§ Data for processing:
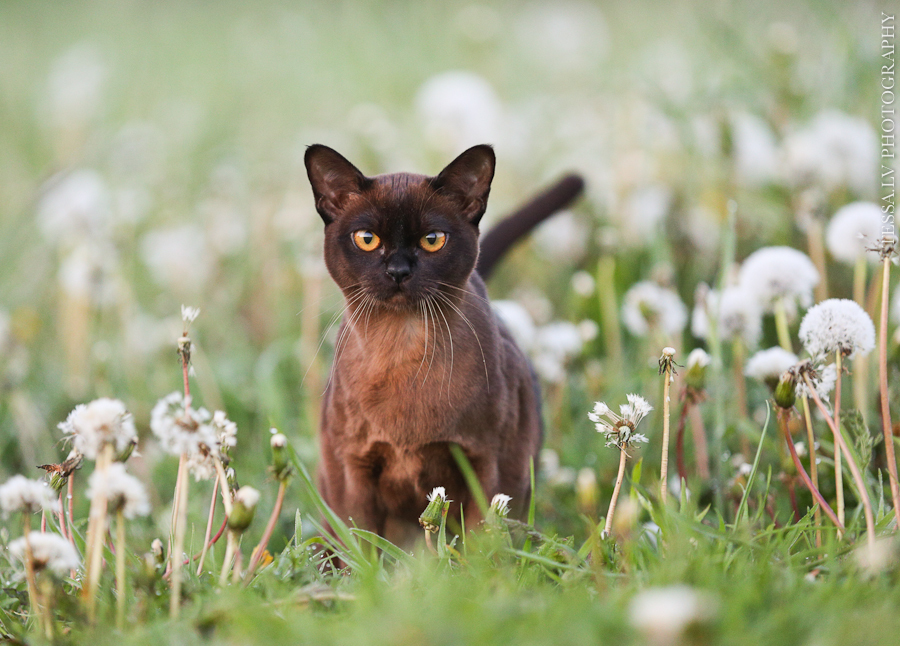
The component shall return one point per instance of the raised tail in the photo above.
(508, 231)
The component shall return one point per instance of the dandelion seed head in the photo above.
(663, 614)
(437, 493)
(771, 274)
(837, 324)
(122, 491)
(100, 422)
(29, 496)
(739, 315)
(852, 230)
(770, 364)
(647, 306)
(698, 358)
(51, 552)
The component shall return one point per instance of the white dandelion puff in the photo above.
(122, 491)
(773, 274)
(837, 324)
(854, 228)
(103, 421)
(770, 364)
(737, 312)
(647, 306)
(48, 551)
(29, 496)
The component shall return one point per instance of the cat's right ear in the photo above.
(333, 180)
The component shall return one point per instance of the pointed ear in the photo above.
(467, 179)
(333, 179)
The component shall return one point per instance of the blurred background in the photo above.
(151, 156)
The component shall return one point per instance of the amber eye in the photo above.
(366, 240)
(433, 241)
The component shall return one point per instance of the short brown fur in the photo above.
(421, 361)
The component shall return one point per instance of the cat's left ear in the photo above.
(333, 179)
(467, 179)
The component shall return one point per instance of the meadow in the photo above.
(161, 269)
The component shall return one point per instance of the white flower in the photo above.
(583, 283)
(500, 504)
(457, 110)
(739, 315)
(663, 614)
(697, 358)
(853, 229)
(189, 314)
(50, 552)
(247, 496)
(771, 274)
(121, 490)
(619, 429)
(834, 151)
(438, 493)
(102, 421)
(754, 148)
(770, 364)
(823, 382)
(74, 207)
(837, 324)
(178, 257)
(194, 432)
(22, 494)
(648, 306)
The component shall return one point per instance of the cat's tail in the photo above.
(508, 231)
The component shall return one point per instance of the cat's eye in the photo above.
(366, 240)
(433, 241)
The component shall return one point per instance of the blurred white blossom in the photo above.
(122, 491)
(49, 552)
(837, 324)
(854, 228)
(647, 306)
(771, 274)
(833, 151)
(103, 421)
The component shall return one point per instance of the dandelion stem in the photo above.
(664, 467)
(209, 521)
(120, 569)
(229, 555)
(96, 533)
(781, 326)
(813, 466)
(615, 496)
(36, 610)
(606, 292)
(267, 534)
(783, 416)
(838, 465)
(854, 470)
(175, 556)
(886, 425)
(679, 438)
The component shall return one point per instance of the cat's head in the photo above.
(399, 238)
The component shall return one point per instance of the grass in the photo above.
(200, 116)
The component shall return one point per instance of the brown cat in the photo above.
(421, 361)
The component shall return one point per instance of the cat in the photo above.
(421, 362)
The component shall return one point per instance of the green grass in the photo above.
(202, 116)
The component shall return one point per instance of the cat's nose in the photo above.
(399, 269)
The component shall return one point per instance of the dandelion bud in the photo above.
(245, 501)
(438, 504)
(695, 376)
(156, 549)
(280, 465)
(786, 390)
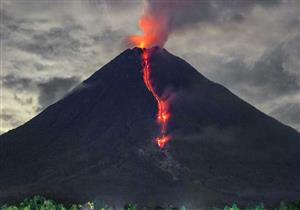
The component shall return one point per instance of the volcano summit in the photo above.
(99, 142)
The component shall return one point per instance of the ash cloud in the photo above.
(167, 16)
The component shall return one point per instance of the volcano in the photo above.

§ Problem details: Format the lines above as a Markdown table with the columns No. and Line, numbering each line and leaving out blank lines. Begin with the line that contains "The component shall return one point per instance of the ash" and continue through the last line of the rows.

§ Output of the exercise:
| No. | Line |
|---|---|
| 1 | The component shall return one point per instance of the ash cloud in the photo above. |
| 2 | (167, 16) |
| 3 | The component shall return one point per instance of the volcano in the photo above. |